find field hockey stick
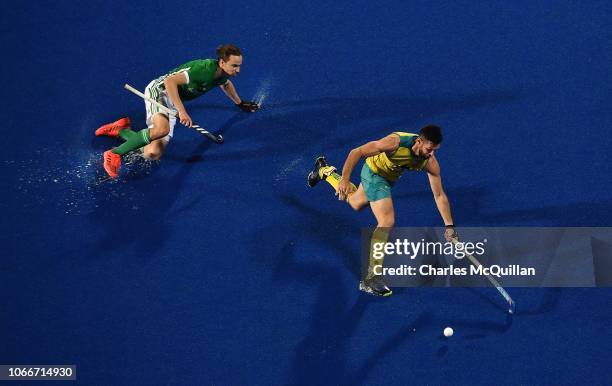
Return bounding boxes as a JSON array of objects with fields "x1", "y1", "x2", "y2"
[
  {"x1": 123, "y1": 83, "x2": 223, "y2": 143},
  {"x1": 452, "y1": 239, "x2": 516, "y2": 314}
]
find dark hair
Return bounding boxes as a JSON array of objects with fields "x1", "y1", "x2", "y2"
[
  {"x1": 419, "y1": 125, "x2": 442, "y2": 145},
  {"x1": 216, "y1": 44, "x2": 242, "y2": 62}
]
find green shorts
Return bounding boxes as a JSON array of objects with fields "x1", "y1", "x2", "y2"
[{"x1": 361, "y1": 163, "x2": 393, "y2": 201}]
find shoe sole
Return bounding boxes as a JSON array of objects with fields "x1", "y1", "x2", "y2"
[
  {"x1": 306, "y1": 156, "x2": 328, "y2": 188},
  {"x1": 359, "y1": 281, "x2": 393, "y2": 297}
]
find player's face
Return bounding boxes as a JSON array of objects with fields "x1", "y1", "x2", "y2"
[
  {"x1": 219, "y1": 55, "x2": 242, "y2": 76},
  {"x1": 416, "y1": 138, "x2": 440, "y2": 158}
]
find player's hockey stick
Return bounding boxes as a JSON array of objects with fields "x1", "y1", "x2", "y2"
[
  {"x1": 123, "y1": 84, "x2": 223, "y2": 143},
  {"x1": 452, "y1": 239, "x2": 516, "y2": 314}
]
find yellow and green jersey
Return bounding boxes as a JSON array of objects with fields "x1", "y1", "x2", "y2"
[
  {"x1": 366, "y1": 131, "x2": 427, "y2": 182},
  {"x1": 155, "y1": 59, "x2": 228, "y2": 101}
]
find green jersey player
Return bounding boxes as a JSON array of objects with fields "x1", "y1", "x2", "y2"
[{"x1": 96, "y1": 44, "x2": 259, "y2": 178}]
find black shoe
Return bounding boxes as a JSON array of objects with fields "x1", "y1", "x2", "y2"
[
  {"x1": 359, "y1": 275, "x2": 393, "y2": 296},
  {"x1": 308, "y1": 156, "x2": 327, "y2": 188}
]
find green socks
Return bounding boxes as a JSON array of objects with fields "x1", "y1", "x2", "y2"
[{"x1": 113, "y1": 129, "x2": 151, "y2": 155}]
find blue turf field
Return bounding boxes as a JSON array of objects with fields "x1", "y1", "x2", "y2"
[{"x1": 0, "y1": 0, "x2": 612, "y2": 385}]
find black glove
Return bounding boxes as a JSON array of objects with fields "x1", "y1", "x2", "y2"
[
  {"x1": 444, "y1": 225, "x2": 459, "y2": 242},
  {"x1": 236, "y1": 101, "x2": 259, "y2": 113}
]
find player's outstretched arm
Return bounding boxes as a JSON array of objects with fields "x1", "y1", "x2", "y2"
[
  {"x1": 427, "y1": 155, "x2": 456, "y2": 236},
  {"x1": 221, "y1": 79, "x2": 259, "y2": 113},
  {"x1": 338, "y1": 134, "x2": 400, "y2": 200}
]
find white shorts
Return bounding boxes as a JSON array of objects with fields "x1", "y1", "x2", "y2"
[{"x1": 144, "y1": 79, "x2": 176, "y2": 142}]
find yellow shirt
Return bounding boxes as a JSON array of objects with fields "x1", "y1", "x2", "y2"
[{"x1": 366, "y1": 131, "x2": 427, "y2": 182}]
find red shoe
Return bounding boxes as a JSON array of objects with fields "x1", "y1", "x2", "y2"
[
  {"x1": 103, "y1": 149, "x2": 121, "y2": 178},
  {"x1": 96, "y1": 117, "x2": 130, "y2": 137}
]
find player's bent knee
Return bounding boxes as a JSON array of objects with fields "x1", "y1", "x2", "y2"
[
  {"x1": 377, "y1": 218, "x2": 395, "y2": 228},
  {"x1": 348, "y1": 200, "x2": 368, "y2": 212},
  {"x1": 142, "y1": 150, "x2": 162, "y2": 160}
]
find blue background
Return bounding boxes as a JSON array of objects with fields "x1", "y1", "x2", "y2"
[{"x1": 0, "y1": 0, "x2": 612, "y2": 385}]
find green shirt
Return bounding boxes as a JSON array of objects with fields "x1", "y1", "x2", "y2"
[{"x1": 157, "y1": 59, "x2": 228, "y2": 101}]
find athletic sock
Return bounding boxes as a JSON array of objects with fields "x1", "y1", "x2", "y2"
[
  {"x1": 119, "y1": 129, "x2": 137, "y2": 141},
  {"x1": 113, "y1": 129, "x2": 151, "y2": 155},
  {"x1": 366, "y1": 227, "x2": 391, "y2": 280},
  {"x1": 319, "y1": 166, "x2": 357, "y2": 193}
]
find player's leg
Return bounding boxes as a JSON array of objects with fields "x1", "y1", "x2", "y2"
[
  {"x1": 359, "y1": 164, "x2": 395, "y2": 296},
  {"x1": 143, "y1": 86, "x2": 176, "y2": 160},
  {"x1": 308, "y1": 156, "x2": 357, "y2": 202},
  {"x1": 142, "y1": 113, "x2": 176, "y2": 160},
  {"x1": 359, "y1": 197, "x2": 395, "y2": 296},
  {"x1": 346, "y1": 184, "x2": 370, "y2": 210}
]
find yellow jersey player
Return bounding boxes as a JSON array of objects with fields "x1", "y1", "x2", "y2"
[{"x1": 308, "y1": 125, "x2": 458, "y2": 296}]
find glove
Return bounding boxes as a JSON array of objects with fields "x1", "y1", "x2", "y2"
[
  {"x1": 236, "y1": 101, "x2": 259, "y2": 113},
  {"x1": 444, "y1": 225, "x2": 459, "y2": 242}
]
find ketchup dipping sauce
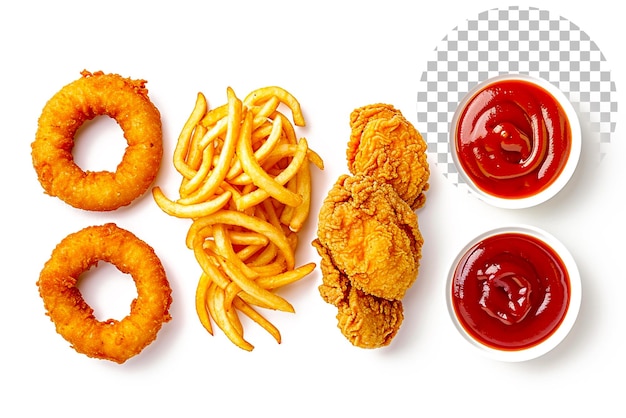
━━━━━━━━━━━━━━━━━━━━━━━━━━━━━━
» Exercise details: Which lines in the listing above contain the word "shorts"? Copy each of them.

» Finished exercise:
find green shorts
find white shorts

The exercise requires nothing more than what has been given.